→ **Extracted material**:
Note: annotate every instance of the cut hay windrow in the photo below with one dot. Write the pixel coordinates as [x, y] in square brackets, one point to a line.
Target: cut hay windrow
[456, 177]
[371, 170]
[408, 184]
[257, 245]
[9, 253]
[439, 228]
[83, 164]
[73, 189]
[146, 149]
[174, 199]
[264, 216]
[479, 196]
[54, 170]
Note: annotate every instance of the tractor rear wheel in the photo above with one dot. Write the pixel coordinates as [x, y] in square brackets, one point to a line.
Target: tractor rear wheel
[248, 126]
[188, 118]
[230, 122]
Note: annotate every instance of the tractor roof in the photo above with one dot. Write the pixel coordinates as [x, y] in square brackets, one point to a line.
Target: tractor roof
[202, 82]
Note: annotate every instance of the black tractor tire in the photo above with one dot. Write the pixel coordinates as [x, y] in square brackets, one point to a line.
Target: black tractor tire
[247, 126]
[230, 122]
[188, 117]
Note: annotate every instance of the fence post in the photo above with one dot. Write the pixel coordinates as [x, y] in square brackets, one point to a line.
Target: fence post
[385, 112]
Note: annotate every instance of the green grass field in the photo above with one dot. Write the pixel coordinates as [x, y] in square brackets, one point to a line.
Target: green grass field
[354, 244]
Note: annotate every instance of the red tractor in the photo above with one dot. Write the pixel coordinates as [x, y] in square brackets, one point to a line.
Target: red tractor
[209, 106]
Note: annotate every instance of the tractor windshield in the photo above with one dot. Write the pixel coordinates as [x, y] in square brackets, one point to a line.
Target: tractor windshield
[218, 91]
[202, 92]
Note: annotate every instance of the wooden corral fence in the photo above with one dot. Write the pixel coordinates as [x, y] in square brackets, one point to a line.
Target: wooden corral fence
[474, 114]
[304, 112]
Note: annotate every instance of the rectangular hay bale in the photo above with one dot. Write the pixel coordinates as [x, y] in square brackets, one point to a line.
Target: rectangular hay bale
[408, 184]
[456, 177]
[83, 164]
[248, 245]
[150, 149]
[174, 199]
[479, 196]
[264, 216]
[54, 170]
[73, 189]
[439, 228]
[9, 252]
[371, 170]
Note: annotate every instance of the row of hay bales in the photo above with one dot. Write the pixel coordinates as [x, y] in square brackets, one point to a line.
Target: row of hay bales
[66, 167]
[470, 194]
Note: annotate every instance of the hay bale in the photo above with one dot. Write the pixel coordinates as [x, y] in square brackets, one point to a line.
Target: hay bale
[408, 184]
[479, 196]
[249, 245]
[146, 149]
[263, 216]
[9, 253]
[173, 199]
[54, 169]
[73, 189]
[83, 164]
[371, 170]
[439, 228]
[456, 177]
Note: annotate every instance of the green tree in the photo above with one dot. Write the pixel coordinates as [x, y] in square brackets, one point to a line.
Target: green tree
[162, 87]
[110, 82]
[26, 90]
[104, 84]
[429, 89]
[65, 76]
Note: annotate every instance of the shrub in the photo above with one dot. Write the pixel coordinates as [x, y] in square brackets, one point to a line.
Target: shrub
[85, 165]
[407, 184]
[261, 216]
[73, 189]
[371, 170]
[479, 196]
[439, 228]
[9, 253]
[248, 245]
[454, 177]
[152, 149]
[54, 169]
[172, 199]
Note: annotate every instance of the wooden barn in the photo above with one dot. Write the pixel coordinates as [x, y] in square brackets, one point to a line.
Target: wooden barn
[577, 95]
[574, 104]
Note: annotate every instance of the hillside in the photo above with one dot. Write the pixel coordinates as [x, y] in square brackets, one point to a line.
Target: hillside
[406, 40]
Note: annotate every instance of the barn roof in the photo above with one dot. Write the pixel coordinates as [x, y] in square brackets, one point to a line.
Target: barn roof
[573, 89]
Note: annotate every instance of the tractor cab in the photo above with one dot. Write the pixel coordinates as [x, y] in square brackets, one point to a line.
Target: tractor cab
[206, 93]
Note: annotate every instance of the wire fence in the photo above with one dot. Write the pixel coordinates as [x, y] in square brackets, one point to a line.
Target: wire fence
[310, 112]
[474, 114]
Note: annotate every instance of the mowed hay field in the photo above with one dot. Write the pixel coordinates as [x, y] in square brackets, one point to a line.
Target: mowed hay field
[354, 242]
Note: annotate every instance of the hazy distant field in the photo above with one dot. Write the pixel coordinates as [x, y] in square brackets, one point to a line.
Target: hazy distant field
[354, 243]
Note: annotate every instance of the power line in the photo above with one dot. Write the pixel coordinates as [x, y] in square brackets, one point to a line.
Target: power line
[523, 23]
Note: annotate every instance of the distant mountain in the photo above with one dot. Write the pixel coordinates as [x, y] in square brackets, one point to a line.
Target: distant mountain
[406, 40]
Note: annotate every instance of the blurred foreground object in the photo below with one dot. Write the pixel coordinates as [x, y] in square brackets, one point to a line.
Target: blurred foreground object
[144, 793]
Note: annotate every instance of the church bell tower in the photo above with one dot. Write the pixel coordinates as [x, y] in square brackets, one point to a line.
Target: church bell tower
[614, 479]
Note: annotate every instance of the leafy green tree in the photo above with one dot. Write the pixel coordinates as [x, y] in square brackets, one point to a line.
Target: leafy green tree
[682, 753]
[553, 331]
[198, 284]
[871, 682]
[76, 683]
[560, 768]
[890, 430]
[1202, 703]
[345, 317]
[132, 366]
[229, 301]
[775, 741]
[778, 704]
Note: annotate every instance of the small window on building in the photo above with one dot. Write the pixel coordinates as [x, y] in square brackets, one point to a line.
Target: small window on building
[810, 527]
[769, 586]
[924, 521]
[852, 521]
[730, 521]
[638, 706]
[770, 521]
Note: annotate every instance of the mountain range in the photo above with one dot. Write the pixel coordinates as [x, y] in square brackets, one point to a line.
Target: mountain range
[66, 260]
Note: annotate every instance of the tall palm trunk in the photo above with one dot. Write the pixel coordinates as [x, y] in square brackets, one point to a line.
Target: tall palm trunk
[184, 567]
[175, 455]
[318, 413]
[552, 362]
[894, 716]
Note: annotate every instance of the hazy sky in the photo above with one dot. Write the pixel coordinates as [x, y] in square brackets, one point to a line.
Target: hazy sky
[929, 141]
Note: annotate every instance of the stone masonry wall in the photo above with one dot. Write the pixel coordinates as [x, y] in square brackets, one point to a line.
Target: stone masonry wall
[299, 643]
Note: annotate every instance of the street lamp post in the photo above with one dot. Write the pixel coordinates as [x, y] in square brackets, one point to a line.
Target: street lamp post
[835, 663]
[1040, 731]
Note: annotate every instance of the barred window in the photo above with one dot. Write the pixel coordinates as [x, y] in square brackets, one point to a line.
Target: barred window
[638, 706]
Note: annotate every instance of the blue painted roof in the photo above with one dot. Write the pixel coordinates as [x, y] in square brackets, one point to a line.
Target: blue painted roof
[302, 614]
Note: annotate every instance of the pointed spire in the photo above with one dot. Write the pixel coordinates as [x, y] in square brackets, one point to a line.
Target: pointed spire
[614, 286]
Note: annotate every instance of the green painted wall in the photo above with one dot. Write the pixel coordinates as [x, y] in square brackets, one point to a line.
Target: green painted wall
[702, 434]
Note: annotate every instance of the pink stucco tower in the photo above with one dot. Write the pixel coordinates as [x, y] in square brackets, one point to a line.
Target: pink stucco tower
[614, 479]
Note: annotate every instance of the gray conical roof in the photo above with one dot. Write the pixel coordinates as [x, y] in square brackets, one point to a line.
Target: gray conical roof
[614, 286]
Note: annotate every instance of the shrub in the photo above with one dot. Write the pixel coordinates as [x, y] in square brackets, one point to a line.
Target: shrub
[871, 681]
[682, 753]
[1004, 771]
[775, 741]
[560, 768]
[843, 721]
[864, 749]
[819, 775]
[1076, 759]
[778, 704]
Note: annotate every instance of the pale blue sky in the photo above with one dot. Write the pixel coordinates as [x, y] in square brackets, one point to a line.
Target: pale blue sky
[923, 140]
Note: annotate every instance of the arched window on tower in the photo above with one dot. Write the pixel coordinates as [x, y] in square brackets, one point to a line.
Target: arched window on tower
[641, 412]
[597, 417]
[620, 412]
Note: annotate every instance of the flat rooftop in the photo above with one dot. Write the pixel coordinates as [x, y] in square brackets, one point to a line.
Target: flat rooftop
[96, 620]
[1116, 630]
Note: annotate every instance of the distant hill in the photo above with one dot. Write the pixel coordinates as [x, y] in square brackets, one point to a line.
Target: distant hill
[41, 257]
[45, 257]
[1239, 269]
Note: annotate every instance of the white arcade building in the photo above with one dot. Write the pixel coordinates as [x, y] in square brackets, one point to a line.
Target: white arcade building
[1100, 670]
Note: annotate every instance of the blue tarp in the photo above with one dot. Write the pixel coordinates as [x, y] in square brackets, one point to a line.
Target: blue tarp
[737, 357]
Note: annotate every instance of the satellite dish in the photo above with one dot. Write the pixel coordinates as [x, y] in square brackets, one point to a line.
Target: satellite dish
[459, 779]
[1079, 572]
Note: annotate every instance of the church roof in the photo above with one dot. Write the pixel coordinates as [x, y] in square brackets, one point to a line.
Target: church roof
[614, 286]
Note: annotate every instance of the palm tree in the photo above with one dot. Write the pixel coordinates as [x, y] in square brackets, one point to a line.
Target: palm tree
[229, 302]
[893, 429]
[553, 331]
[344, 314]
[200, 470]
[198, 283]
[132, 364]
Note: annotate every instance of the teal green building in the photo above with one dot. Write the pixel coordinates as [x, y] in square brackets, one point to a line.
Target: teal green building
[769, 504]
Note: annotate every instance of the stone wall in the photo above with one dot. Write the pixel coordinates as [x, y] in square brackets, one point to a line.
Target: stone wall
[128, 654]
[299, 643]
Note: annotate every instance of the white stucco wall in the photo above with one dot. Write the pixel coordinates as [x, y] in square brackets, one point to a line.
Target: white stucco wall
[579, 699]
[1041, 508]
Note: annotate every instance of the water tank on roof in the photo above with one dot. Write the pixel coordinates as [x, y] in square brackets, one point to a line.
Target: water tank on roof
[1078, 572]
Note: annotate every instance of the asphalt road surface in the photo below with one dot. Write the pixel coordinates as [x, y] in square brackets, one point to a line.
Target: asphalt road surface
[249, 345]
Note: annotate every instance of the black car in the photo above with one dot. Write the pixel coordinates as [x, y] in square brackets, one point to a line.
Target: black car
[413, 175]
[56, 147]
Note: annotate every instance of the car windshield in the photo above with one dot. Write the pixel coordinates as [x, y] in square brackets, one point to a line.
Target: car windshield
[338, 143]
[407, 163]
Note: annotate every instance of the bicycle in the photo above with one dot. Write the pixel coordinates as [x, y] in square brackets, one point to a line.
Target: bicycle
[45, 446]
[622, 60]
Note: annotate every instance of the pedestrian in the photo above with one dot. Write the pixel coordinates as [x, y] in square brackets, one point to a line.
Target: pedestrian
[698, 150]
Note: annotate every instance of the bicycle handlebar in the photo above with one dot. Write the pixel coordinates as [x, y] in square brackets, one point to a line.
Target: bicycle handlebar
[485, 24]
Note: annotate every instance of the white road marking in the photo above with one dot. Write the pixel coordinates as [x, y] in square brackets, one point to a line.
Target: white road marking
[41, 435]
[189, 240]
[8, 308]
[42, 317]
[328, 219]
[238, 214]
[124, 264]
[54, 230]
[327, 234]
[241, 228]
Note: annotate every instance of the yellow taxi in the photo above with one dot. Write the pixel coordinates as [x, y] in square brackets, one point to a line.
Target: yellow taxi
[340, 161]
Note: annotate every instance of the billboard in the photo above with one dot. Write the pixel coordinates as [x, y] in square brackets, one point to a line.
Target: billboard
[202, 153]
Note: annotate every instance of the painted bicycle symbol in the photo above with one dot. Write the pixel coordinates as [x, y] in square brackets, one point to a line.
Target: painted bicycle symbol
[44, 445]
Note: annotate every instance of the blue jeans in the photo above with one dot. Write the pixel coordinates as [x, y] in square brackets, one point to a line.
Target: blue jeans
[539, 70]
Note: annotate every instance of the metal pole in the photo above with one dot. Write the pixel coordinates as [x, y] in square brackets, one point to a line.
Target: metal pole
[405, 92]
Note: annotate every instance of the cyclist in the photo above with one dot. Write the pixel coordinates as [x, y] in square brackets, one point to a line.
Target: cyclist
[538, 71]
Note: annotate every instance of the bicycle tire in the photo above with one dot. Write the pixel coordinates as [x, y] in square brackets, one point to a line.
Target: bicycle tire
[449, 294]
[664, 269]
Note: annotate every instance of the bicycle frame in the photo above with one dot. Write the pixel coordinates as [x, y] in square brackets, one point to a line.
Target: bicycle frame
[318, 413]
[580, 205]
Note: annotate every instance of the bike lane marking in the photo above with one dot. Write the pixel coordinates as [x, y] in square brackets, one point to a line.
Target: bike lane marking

→ **Work to complete**: The answer must be every line from the entries above that holds the string "below".

→ **Written answer**:
Note: annotate every instance of the cut hay windrow in the photo below with one dot. Write the pixel coordinates as [x, y] in square brackets, one point to a line.
Note: annotate every instance of the blurred foreground object in the photo below with one dot. Write the pixel coordinates as [x, y] in square brackets, one point to a line.
Note: annotate every instance of the asphalt road surface in the photo below with one dot. Write the pixel coordinates as [x, y] in square brackets, one point to a line.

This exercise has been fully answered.